- Problem details -
Restate, word for word, the run of lines that starts at the line containing "head in this photo, one point per instance." and ends with the final line of the listing. Leave pictures out.

>> begin Available records

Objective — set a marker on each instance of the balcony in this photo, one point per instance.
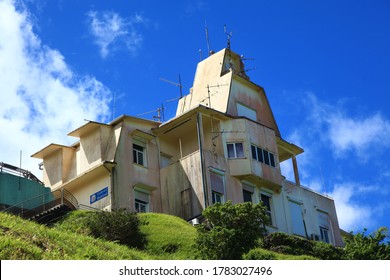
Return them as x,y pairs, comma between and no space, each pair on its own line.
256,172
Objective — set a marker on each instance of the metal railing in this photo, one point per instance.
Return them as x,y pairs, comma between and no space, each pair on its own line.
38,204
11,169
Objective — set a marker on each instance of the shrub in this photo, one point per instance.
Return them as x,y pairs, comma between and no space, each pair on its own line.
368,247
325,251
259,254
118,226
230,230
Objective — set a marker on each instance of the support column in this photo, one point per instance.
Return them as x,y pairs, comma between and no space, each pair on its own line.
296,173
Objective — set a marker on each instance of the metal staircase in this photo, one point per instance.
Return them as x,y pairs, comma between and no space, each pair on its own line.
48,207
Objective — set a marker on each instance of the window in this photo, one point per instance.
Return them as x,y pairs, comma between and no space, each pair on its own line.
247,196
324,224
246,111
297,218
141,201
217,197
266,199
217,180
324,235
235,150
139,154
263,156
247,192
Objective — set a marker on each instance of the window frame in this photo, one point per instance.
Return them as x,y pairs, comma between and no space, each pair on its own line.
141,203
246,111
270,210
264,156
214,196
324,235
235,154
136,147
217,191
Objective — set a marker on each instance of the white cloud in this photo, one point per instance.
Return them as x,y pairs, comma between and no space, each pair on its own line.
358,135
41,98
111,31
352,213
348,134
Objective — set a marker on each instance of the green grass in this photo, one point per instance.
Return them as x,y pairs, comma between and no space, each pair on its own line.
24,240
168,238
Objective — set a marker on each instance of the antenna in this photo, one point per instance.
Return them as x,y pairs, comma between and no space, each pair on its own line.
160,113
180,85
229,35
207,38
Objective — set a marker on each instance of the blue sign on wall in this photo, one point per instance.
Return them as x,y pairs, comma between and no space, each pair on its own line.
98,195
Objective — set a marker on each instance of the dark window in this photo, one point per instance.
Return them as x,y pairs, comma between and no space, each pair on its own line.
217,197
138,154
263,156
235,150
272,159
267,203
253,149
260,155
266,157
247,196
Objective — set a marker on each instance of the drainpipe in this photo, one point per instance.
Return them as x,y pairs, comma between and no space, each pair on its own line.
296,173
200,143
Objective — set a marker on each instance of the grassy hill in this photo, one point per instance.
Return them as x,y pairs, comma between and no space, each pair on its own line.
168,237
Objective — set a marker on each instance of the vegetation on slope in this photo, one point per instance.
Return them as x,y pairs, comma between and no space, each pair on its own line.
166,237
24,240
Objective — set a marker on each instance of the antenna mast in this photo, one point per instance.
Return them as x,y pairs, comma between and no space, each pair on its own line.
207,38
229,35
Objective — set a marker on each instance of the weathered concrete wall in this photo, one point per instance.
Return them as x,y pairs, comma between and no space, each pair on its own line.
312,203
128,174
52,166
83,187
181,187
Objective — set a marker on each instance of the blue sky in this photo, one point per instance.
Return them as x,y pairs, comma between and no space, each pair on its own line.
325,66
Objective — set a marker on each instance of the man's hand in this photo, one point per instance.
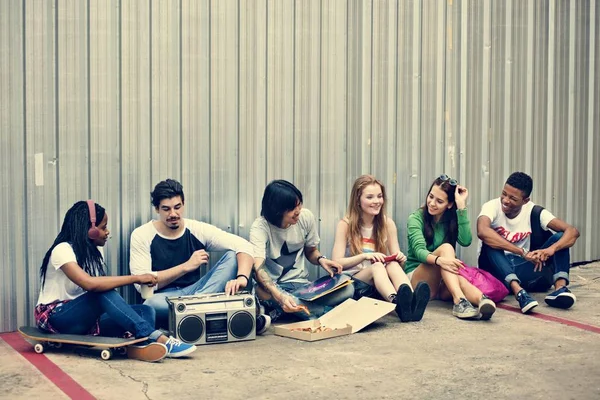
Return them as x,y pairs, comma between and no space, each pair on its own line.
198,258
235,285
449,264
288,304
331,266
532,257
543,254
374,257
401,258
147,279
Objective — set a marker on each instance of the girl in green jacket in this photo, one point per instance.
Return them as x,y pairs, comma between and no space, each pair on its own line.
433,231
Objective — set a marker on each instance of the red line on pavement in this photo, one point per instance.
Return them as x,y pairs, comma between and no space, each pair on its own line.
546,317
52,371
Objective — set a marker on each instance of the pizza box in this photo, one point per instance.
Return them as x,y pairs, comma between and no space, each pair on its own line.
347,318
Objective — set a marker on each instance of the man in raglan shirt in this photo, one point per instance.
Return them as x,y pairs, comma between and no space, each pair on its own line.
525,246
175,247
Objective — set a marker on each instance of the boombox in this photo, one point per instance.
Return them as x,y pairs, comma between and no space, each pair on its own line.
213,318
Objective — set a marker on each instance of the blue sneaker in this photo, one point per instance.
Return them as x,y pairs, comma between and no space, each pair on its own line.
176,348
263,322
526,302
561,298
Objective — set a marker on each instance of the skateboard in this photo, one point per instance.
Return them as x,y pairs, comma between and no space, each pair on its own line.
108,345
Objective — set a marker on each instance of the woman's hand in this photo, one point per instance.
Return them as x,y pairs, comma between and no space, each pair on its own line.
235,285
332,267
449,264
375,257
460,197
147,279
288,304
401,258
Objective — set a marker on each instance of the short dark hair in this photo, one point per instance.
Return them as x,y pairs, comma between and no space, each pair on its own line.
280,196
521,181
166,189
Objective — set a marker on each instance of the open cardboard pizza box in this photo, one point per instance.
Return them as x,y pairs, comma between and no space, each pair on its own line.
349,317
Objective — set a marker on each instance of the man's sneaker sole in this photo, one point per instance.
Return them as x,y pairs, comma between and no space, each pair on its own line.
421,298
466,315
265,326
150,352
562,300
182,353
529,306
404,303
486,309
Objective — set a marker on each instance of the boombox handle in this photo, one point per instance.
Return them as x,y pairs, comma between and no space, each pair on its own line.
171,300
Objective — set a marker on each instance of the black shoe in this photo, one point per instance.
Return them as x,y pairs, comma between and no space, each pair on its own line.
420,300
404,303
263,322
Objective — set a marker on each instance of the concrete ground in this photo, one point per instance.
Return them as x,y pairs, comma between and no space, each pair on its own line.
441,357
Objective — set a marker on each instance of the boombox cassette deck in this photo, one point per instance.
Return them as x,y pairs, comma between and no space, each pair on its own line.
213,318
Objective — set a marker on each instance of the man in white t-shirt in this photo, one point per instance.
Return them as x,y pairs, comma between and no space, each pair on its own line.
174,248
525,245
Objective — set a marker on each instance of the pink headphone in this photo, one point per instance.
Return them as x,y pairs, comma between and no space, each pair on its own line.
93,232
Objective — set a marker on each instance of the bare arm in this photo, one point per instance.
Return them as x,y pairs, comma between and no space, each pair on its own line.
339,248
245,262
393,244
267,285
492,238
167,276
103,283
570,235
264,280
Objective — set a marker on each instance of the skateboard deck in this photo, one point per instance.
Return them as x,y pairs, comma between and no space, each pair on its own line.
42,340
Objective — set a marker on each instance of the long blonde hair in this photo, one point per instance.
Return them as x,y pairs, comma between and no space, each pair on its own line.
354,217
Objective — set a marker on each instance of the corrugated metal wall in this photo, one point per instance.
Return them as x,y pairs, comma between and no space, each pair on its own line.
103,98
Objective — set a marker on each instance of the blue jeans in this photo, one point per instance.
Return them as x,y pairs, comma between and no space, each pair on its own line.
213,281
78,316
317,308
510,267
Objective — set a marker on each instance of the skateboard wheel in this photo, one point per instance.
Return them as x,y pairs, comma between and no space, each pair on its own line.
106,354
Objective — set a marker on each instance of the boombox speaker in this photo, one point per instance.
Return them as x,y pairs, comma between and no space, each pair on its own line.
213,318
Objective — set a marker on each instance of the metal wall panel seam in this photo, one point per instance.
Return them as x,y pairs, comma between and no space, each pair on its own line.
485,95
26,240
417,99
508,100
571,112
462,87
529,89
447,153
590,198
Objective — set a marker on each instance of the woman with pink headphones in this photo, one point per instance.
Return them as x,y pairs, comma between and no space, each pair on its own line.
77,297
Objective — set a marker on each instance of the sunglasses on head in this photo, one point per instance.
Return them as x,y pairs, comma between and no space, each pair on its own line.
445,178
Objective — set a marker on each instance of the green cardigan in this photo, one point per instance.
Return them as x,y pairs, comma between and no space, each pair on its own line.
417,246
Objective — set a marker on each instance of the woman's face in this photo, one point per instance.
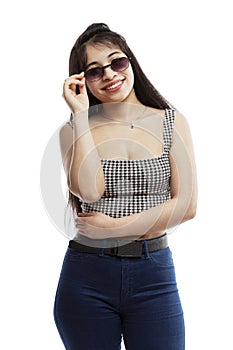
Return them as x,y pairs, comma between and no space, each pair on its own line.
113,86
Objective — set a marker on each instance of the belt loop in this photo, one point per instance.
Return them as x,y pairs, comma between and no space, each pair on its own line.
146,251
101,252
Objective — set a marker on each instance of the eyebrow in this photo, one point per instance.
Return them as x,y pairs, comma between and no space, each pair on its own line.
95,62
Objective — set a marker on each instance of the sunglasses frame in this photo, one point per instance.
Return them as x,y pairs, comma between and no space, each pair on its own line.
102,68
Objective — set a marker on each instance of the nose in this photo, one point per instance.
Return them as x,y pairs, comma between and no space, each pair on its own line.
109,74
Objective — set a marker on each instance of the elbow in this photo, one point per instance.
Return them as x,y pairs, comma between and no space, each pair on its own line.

>> end Available records

- Solution below -
Objective — set a marker on each instance of the sunglasses on head in this photo, one point per instance.
Return them as x,y pairs, comma between and no space, each pair on its own line.
445,178
Objective — set a marker on each instance of the green cardigan in this photo, one point per instance.
Return them as x,y pairs, comma between and no space, each pair on its own line.
417,246
Objective — set a marker on each instance of the woman's face in this photo, one point per instance.
Return them as x,y pairs, comma between and no space, each pair on its own line.
113,86
Objective — set a marker on each instance of the belt loop in this photo, one point per instance.
Return them as x,y pairs, comma between and no space, each pair on its own line.
146,251
101,252
Objective — set a marker on each instance of the eyebrow in this photo, one point per instance.
Return them as x,y pairs, comma between and no space, each pair on its own line.
95,62
Objective — set a marker on each instance of the sunglasses frame in this photo, one point per instance.
Return them as x,y pairs, comma between and no space, each pair on its own line.
102,68
Objective — set a marker on each instance of the nose in this photo, one point per instance.
Return them as x,y pairs, comma between and no space, each pair on its own line.
109,74
Objective — set a marker on each instance of the elbow in this photo, one point per instance.
Return them as x,y pairs, comma between and no space, each pair on its own line.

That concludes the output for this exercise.